_Задание:_
Выпишите без изменений отрывок из приведенного ниже вопроса о чтении файлов Avro из HDFS, начиная с «Однако, когда я» и до «at spark_test.TestSparkJob$.main(TestSparkJob.scala:55)» включительно.

_Цитируемый текст:_
--------------------

Я пытаюсь прочитать файлы Avro из HDFS.Я проверил, что они существуют на узлах данных, и я могу прочитать их с помощью команды hdfs dfs -cat.
Однако, когда я пытаюсь прочитать данные в Scala, я получаю это исключение:
Exception in thread "main" java.io.IOException: Not a data file.
at org.apache.avro.file.DataFileStream.initialize(DataFileStream.java:102)
at org.apache.avro.file.DataFileStream.<init>(DataFileStream.java:84)
at spark_test.TestSparkJob$.main(TestSparkJob.scala:55)
at spark_test.TestSparkJob.main(TestSparkJob.scala)
Caused by: java.io.EOFException
at org.apache.avro.io.BinaryDecoder$InputStreamByteSource.readRaw(BinaryDecoder.java:827)
at org.apache.avro.io.BinaryDecoder.doReadBytes(BinaryDecoder.java:349)

--------------------

_Набор данных:_
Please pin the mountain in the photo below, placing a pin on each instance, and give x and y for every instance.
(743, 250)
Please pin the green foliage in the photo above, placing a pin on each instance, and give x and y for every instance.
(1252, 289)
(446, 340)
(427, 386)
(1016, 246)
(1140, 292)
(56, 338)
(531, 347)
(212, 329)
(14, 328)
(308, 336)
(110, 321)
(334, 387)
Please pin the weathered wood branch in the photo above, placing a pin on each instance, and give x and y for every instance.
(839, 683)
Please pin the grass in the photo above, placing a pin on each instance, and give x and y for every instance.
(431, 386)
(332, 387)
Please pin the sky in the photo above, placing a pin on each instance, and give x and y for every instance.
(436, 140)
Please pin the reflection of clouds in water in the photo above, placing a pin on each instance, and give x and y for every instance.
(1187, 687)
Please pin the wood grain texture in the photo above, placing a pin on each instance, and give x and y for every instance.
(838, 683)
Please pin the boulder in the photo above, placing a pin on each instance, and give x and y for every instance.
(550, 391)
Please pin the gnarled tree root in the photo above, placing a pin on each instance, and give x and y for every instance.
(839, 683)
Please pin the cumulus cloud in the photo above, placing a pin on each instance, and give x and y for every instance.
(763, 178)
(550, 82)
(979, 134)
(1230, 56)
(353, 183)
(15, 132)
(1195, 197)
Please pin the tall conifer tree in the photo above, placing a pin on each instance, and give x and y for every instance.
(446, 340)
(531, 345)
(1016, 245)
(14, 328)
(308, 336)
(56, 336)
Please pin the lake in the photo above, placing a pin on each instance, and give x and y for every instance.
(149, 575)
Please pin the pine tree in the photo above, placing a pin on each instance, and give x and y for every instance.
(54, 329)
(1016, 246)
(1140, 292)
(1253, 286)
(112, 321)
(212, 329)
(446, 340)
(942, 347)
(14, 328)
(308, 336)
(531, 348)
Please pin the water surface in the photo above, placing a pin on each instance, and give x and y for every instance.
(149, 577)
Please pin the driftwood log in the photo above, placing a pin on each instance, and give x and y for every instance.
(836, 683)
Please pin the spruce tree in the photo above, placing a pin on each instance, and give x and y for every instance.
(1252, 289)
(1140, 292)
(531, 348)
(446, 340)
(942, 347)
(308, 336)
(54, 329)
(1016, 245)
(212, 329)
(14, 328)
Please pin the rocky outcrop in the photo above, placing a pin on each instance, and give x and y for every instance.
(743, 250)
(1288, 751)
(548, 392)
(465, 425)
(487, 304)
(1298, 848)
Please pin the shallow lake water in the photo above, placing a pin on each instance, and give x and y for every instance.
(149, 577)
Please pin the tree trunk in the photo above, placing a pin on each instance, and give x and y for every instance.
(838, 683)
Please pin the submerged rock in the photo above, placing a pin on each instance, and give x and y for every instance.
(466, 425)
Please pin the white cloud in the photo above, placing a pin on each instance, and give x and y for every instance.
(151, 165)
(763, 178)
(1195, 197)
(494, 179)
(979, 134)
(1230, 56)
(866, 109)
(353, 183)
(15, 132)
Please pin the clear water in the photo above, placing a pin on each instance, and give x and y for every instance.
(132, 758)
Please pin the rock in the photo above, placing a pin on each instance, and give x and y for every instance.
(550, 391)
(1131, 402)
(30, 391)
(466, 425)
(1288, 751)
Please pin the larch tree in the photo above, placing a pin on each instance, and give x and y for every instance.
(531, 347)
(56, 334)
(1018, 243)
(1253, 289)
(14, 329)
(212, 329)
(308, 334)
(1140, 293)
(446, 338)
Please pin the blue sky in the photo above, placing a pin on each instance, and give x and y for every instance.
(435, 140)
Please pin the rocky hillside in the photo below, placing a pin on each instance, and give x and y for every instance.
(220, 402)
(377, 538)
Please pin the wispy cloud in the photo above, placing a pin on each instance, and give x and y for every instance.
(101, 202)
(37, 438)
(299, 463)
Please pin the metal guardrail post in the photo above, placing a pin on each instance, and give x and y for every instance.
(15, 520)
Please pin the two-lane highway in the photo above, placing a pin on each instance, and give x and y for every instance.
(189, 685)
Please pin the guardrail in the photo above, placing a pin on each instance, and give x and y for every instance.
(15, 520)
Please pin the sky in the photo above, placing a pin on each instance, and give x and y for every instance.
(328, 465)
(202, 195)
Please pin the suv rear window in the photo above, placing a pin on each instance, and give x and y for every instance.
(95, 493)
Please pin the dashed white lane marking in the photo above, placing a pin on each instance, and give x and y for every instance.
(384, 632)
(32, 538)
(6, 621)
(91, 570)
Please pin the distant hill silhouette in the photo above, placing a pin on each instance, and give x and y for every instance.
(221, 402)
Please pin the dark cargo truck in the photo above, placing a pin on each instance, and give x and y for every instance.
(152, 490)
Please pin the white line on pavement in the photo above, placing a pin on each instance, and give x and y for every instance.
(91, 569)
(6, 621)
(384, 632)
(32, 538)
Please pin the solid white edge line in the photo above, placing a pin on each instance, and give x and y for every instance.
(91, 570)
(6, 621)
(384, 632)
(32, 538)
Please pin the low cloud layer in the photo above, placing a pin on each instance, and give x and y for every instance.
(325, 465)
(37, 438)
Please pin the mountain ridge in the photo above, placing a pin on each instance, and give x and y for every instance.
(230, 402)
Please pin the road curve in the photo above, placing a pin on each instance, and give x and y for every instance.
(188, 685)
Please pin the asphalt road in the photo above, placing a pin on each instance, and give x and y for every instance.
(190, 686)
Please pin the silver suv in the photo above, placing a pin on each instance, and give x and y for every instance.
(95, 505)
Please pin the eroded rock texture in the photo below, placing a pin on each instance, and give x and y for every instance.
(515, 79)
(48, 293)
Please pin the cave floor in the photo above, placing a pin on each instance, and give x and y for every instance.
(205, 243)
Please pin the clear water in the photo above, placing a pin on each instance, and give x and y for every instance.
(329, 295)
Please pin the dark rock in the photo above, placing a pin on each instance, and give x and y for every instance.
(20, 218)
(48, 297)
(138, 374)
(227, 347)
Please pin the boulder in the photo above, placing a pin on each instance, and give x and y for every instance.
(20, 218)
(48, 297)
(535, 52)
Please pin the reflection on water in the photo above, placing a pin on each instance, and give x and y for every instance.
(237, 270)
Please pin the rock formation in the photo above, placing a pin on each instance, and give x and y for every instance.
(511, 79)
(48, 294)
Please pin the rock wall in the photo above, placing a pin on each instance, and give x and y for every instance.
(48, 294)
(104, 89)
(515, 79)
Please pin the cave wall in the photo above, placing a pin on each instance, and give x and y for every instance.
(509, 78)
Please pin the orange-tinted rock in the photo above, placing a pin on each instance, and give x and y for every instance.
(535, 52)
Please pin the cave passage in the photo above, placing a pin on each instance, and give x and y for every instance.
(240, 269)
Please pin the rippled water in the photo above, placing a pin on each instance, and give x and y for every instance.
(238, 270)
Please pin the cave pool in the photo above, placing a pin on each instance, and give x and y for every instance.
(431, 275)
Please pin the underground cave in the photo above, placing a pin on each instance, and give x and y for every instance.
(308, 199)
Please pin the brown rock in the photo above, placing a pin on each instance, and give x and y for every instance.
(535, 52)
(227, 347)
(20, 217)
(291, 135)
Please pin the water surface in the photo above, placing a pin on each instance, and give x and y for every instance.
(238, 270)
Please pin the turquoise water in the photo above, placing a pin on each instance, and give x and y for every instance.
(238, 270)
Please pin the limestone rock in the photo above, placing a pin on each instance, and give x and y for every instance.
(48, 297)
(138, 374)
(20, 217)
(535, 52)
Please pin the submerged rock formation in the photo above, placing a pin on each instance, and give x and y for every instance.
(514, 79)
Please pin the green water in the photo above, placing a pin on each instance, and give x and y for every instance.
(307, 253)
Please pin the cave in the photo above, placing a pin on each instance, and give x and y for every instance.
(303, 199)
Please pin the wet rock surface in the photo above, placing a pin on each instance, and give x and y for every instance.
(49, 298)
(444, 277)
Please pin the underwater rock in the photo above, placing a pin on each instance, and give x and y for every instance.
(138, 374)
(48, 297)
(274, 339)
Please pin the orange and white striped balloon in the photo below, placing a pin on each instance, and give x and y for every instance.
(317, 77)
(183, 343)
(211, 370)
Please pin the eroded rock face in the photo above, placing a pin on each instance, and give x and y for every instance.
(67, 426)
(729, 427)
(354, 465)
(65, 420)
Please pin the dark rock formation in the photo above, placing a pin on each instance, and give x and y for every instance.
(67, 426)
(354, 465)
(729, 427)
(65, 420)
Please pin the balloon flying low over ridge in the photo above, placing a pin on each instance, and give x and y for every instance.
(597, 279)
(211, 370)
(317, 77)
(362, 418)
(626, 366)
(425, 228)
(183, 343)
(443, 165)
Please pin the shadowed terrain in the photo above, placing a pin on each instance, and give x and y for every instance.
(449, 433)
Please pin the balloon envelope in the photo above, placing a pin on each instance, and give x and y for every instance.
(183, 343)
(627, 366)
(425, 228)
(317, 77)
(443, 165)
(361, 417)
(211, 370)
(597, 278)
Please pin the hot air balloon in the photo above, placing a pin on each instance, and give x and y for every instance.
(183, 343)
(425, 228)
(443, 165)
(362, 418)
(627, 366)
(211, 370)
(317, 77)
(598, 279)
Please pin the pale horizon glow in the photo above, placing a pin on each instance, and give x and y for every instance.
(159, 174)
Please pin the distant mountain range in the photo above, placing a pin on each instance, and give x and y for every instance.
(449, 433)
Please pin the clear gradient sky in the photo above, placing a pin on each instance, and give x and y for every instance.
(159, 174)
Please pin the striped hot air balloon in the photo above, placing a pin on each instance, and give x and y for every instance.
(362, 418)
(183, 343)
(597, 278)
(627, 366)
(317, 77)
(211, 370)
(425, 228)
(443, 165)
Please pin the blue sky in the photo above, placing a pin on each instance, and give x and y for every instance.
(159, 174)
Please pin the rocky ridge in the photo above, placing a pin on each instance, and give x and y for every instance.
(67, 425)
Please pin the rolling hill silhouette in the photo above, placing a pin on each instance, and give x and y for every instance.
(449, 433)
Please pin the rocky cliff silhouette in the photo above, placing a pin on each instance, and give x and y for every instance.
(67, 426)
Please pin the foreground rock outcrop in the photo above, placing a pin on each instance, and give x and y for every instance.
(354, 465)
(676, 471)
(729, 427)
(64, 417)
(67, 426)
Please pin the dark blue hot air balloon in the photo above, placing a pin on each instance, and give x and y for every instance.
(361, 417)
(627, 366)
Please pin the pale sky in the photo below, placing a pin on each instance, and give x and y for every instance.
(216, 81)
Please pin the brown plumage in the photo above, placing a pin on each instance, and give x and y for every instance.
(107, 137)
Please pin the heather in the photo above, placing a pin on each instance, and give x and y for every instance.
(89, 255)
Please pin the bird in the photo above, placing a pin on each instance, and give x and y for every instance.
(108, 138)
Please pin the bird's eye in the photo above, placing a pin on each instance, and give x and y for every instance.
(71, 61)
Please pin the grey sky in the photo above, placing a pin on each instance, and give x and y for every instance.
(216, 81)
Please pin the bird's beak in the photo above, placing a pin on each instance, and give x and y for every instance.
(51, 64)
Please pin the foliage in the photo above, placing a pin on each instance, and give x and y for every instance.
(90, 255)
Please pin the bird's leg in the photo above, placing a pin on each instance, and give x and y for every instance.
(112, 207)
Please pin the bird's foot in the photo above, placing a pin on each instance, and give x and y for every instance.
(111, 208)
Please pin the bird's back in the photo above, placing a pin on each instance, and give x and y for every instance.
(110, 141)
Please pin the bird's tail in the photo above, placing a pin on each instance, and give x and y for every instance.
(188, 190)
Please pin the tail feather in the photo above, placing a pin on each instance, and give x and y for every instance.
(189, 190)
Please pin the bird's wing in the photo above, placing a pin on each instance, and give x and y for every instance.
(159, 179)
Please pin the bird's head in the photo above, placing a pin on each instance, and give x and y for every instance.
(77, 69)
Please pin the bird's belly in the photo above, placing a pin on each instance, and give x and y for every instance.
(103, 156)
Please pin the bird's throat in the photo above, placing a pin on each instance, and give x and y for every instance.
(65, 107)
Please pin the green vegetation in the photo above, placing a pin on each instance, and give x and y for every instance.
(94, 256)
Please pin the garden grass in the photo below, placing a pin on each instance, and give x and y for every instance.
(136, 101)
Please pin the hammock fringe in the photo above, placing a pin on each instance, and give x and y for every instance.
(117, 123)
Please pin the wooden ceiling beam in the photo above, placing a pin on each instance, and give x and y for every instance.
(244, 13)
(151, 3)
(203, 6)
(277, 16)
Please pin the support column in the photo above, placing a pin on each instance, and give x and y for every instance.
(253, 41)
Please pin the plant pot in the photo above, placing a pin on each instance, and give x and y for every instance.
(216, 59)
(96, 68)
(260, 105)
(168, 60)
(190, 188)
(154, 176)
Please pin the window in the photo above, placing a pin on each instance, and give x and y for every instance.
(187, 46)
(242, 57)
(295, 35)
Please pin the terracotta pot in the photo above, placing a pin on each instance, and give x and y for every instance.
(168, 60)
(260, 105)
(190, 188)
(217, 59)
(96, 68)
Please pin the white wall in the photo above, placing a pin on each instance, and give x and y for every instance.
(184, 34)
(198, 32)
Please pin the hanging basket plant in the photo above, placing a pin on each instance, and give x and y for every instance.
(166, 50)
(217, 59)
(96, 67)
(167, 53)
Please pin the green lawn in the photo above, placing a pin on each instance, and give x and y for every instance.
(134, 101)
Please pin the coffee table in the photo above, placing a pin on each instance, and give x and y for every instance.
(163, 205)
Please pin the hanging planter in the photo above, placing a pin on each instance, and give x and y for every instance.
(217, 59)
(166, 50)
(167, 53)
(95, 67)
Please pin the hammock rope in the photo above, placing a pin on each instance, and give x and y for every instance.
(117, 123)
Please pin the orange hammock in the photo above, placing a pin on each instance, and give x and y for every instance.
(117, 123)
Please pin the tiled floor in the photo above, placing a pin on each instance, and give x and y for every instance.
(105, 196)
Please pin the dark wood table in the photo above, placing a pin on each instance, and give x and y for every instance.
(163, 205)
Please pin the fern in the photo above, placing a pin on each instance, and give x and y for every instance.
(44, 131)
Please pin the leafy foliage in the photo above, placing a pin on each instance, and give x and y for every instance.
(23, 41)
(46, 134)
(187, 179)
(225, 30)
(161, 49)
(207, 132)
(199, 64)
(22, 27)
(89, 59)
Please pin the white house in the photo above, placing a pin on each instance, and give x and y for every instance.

--------------------

_Ответ:_
Однако, когда я пытаюсь прочитать данные в Scala, я получаю это исключение:
Exception in thread "main" java.io.IOException: Not a data file.
at org.apache.avro.file.DataFileStream.initialize(DataFileStream.java:102)
at org.apache.avro.file.DataFileStream.<init>(DataFileStream.java:84)
at spark_test.TestSparkJob$.main(TestSparkJob.scala:55)